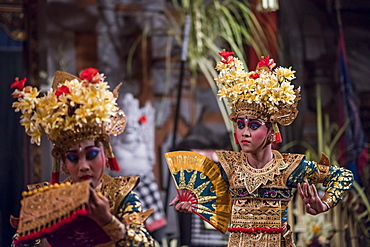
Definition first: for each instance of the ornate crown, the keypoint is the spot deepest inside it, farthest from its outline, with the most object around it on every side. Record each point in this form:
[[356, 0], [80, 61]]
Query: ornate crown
[[75, 109], [266, 93]]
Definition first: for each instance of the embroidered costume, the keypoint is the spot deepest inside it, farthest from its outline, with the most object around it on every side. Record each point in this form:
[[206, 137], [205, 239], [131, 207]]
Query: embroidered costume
[[259, 197], [77, 110]]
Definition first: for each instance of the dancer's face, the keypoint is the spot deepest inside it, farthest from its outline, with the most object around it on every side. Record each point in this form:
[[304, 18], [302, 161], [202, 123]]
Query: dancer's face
[[86, 161], [251, 133]]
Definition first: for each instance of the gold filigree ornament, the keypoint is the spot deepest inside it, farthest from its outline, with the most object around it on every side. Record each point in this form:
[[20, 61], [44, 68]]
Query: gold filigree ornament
[[74, 110], [265, 93]]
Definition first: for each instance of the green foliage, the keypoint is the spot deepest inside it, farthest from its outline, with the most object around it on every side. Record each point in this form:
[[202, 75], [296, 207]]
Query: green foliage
[[328, 136], [215, 25]]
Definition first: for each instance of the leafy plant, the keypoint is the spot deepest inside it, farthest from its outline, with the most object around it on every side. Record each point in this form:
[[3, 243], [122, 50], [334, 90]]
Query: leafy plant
[[214, 25], [328, 135]]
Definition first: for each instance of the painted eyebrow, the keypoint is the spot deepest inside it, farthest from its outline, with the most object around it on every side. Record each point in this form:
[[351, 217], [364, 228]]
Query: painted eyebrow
[[75, 150], [249, 119]]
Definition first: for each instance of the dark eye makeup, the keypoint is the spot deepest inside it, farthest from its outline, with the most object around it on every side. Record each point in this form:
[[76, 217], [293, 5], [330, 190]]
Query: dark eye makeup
[[90, 154], [253, 124]]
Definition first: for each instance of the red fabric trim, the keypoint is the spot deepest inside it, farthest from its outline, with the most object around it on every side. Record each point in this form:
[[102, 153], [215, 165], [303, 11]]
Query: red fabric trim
[[113, 164], [256, 230], [54, 178], [45, 231], [156, 224]]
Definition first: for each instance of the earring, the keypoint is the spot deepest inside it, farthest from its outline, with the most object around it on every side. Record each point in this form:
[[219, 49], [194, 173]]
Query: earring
[[65, 170], [236, 139], [272, 138]]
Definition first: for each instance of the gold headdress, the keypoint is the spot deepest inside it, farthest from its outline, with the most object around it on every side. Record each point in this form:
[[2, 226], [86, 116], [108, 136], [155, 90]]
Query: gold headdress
[[265, 93], [75, 109]]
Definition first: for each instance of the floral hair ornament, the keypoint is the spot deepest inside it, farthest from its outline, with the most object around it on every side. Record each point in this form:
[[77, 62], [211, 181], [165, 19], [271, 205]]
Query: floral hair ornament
[[265, 93], [74, 110]]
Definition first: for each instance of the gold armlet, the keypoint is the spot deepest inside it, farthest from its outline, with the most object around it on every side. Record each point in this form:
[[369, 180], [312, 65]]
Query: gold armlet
[[115, 229], [327, 201], [323, 165]]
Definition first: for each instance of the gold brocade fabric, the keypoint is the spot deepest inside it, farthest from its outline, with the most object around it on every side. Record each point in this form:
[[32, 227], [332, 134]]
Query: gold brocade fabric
[[35, 214], [253, 209]]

### EXERCISE
When you copy the entries, keep every word exactly as it stands and drop any pictures.

### RESULT OF THE TASK
Definition first: for each instance of the ornate crown, the keypoint is the spot deepest inside it, farthest from its outline, with the most object around it on every side. Record each point in this form:
[[356, 0], [80, 61]]
Query: ornate crown
[[75, 109], [266, 93]]
Definition first: for each instance of the embroidered costume, the keypoint is the spot deepest inside it, farthest from its outline, with the most object around it on every side. Record each point in this form:
[[206, 137], [205, 239], [131, 207]]
Query: embroidered costume
[[259, 197], [77, 110]]
Definition first: for each instance of the dancer's face, the keypoint is the spot deepest inside it, farthest from its outline, with the most object around it on every side. Record each point in this form:
[[304, 18], [302, 161], [202, 123]]
Query: dancer's face
[[86, 161], [251, 133]]
Definition first: for each instance of the gold filigree ornament, the keypoint is the spot deepest inside it, farthest from its outline, with the most object around it on every side. Record each point in this form:
[[20, 61], [44, 68]]
Query: gold filigree ornament
[[74, 110], [265, 93]]
Definition first: for each instance of the green foliage, the keypoint is the spot deepest inside it, farthest from its outline, with the most object around it on every side. Record each point in this form:
[[202, 75], [296, 207]]
Query: green foliage
[[328, 136], [215, 25]]
Definition first: for each instance of the leafy plant, the keypoint is the spot deepest inside it, farthest from its outline, with the most object around it on every side. Record each point in this form:
[[3, 243], [122, 50], [334, 90]]
Query: leafy plant
[[214, 25], [328, 135]]
Definition first: for each instance of the painted eyebrow, the keypoint is the spot deepest inside it, farthest from its outline, with the most object around it on every side. Record each point in this form:
[[351, 217], [364, 228]]
Query: painted eyebrow
[[75, 150], [249, 119]]
Definition first: for each instance of the dark eye makeup, the keypoint is the spot deepest inside it, farthest from its outline, with the most object around it on every side. Record each point in this form:
[[76, 217], [293, 5], [330, 190]]
Query: dark eye makeup
[[90, 154], [253, 124]]
Definition first: for each instance of the red fabric trim, the keypoint is the spot deepest inside it, farthest from its outline, with the most object around it on every side. Record each point in this form:
[[102, 153], [215, 165], [303, 11]]
Query: red fabric trim
[[113, 164], [256, 230], [54, 178], [45, 231], [156, 224]]
Definition first: for each instance of the earring, the keypoint is the spot deepest inside it, farthest from its outline, with the most object around it on every side. Record each point in this form:
[[219, 49], [194, 173]]
Query: earring
[[65, 170], [236, 139], [272, 138]]
Definition first: for each instance of the gold headdress, the keypoint is the spot deepest inside it, farthest from its outline, with the most object around it on every side. Record each point in this form:
[[2, 226], [86, 116], [108, 136], [155, 90]]
Query: gold headdress
[[265, 93], [75, 109]]
Definition first: for each instance of the floral hair ornament, the keypoint is the spot deepest inside it, farthest from its outline, with the most object around it on every side. Record each point in this form:
[[77, 62], [211, 181], [165, 19], [271, 205]]
Query: floral hair ornament
[[265, 93], [74, 110]]
Definition first: for each instance of the gold armlet, the keypoint is the spot deepest inside it, farthest from its outline, with the most object around it on every side. Record each point in this form:
[[369, 180], [312, 65]]
Query: gold armlet
[[115, 229], [327, 201], [323, 165]]
Definition first: for each instance of the gold brocade fabric, the keypoint is the spot deepest inside it, farthest from its outline, with the most object around it on every side. Record each point in this form:
[[32, 227], [332, 134]]
Query: gold brocade fabric
[[35, 214], [253, 209]]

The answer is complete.